Anomaly Detection

数据集中的异常数据通常被成为异常点、离群点或孤立点等，典型特征是这些数据的特征或规则与大多数数据不一致，呈现出“异常”的特点，而检测这些数据的方法被称为异常检测。

　　异常数据根据原始数据集的不同可以分为离群点检测和新奇检测：

离群点检测(Outlier Detection)

　　大多数情况我们定义的异常数据都属于离群点检测，对这些数据训练完之后再在新的数据集中寻找异常点。

新奇检测(Novelty Detection)

　　所谓新奇检测是识别新的或未知数据模式和规律的检测方法，这些规律和只是在已有机器学习系统的训练集中没有被发掘出来。新奇检测的前提是已知训练数据集是“纯净”的，未被真正的“噪音”数据或真实的“离群点”污染，然后针对这些数据训练完成之后再对新的数据做训练以寻找新奇数据的模式。
　　新奇检测主要应用于新的模式、主题、趋势的探索和识别，包括信号处理、计算机视觉、模式识别、智能机器人等技术方向，应用领域例如潜在疾病的探索、新物种的发现、新传播主题的获取等。

练习任务:
1. 下面三个说法与异常检测短文是否相符？(a) 新奇检测的前提是训练数据集是“纯净”的；(b) 大多数情况下定义的异常数据属于新奇检测；(c) 新奇检测的应用领域包括新物种的发现。请逐项答“是”或“否”，并原样引出短文中起决定作用的字句。
2. 请把异常检测短文中从“数据集中的异常数据通常被成为”起、到“再在新的数据集中寻找异常点。”为止（含这几个字）的部分一字不差地抄写下来。

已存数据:

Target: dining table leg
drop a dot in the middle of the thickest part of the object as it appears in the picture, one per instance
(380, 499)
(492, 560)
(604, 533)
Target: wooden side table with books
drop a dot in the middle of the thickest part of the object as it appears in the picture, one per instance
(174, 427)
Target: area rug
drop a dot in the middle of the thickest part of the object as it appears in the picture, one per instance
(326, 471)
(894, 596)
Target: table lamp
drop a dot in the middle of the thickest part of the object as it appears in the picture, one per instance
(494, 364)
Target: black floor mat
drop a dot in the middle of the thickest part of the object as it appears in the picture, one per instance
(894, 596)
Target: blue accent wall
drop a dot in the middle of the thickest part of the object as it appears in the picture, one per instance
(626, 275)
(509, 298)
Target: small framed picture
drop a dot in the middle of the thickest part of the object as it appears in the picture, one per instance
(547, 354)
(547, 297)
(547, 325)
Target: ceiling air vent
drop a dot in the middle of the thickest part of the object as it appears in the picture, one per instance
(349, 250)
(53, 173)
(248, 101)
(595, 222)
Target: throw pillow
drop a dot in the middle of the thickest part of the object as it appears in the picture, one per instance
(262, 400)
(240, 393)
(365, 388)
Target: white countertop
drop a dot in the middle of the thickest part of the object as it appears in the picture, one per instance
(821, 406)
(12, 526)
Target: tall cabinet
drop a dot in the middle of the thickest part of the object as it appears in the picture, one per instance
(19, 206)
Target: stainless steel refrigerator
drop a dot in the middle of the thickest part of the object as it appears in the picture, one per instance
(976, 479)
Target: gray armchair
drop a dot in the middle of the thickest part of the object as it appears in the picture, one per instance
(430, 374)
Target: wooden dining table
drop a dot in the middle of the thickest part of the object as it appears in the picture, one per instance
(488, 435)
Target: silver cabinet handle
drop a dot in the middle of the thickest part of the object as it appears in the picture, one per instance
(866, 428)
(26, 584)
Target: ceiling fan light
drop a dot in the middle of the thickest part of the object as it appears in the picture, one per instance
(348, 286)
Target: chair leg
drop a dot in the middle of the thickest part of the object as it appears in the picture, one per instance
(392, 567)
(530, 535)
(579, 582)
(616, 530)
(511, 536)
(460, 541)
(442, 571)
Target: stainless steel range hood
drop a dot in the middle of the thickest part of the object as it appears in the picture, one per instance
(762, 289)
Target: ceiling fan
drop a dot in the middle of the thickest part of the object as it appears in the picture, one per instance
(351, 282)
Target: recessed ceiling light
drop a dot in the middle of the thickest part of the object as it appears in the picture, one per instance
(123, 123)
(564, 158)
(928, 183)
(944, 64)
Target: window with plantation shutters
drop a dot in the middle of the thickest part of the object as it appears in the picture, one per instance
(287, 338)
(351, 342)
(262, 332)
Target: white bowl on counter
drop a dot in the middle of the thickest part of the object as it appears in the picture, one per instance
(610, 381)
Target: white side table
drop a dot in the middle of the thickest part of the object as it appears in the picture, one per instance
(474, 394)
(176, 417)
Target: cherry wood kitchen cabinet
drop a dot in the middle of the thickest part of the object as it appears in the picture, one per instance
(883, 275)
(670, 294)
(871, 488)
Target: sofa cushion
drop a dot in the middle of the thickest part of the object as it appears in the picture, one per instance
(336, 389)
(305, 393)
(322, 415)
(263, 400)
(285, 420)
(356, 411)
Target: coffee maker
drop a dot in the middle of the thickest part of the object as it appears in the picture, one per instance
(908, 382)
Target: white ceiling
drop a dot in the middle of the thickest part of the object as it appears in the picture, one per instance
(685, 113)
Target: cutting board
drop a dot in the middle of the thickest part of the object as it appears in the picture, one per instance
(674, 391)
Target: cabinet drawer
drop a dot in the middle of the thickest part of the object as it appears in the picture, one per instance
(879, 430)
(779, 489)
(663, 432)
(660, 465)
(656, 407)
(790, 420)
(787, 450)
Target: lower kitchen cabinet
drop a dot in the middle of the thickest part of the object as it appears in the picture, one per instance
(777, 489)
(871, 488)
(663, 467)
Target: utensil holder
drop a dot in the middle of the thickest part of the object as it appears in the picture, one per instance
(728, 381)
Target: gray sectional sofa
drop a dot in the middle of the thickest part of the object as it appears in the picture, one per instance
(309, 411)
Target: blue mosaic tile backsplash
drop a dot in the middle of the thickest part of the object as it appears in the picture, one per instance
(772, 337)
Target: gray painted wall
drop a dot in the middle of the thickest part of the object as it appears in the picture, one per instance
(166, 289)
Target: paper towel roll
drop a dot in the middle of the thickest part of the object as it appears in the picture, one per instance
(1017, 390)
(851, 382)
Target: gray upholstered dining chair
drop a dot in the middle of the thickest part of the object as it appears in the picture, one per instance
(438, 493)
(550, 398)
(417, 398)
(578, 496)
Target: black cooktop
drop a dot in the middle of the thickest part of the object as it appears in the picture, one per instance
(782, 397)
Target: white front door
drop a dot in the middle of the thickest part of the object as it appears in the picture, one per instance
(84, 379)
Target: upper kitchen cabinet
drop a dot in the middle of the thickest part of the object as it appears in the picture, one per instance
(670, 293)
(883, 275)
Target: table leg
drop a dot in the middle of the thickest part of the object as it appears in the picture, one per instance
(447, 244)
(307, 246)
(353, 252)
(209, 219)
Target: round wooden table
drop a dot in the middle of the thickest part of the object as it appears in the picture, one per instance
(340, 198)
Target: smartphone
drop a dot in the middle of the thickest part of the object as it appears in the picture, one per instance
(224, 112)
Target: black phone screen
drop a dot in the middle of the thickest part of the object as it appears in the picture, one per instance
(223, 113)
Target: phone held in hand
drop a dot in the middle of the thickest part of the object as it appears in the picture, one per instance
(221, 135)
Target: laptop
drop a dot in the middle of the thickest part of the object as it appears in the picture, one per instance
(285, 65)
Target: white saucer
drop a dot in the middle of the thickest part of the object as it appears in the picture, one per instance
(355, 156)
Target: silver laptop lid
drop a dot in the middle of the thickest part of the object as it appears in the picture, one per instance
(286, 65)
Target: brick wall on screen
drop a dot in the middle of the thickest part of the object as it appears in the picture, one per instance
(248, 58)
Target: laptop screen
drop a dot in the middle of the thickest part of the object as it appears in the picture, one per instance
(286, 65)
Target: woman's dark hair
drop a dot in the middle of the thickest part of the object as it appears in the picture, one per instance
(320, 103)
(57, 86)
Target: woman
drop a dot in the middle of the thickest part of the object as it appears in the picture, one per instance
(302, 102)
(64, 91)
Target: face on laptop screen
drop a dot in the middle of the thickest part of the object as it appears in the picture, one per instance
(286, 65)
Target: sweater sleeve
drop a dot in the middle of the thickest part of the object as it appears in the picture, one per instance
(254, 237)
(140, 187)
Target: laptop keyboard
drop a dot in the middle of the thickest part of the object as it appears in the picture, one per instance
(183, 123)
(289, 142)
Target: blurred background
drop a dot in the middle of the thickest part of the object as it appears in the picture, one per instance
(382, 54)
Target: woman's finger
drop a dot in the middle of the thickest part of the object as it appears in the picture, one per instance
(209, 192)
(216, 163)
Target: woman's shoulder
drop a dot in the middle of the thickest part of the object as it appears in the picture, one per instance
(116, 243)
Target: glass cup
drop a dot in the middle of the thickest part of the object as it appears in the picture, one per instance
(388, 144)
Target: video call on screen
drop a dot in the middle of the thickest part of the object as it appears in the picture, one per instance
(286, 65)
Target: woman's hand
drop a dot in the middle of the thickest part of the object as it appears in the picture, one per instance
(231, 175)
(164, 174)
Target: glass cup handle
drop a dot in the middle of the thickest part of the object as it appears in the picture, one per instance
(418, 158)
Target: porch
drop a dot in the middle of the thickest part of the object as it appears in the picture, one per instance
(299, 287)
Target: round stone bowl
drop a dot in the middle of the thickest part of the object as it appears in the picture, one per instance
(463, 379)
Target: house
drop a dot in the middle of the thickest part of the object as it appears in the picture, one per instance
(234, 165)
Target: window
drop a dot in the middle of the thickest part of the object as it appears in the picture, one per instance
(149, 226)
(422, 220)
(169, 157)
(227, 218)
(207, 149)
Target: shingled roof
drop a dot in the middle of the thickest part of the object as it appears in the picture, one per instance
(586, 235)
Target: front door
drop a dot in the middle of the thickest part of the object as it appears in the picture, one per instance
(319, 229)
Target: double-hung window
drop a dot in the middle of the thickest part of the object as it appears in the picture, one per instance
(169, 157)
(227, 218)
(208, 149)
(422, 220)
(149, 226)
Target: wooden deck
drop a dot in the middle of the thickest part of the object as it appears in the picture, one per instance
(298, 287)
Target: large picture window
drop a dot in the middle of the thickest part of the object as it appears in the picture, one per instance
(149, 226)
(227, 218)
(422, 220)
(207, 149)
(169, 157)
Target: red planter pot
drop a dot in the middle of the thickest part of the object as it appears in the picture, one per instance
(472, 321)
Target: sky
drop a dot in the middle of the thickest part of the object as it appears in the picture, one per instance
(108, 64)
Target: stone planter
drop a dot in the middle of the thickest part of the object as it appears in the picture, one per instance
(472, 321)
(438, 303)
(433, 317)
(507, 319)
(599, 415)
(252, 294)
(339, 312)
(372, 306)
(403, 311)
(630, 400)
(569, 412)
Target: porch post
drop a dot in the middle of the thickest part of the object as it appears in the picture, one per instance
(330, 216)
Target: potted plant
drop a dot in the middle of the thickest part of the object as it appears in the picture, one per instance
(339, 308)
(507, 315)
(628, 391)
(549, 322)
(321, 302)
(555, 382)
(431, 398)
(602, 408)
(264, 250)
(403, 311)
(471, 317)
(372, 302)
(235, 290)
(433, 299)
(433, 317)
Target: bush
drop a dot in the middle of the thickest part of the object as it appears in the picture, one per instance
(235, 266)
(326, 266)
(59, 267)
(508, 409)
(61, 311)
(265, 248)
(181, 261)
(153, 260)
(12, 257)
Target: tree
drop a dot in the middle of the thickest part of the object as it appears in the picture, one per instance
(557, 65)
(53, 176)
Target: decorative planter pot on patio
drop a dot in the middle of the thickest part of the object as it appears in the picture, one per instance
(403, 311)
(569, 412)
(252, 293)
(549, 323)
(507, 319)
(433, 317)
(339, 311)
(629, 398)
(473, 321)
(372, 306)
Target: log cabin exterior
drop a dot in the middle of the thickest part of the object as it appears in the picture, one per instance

练习答案:
1.
(a) 是。「新奇检测的前提是已知训练数据集是“纯净”的」
(b) 否。「大多数情况我们定义的异常数据都属于离群点检测」
(c) 是。「应用领域例如潜在疾病的探索、新物种的发现、新传播主题的获取等」

2.
数据集中的异常数据通常被成为异常点、离群点或孤立点等，典型特征是这些数据的特征或规则与大多数数据不一致，呈现出“异常”的特点，而检测这些数据的方法被称为异常检测。

　　异常数据根据原始数据集的不同可以分为离群点检测和新奇检测：

离群点检测(Outlier Detection)

　　大多数情况我们定义的异常数据都属于离群点检测，对这些数据训练完之后再在新的数据集中寻找异常点。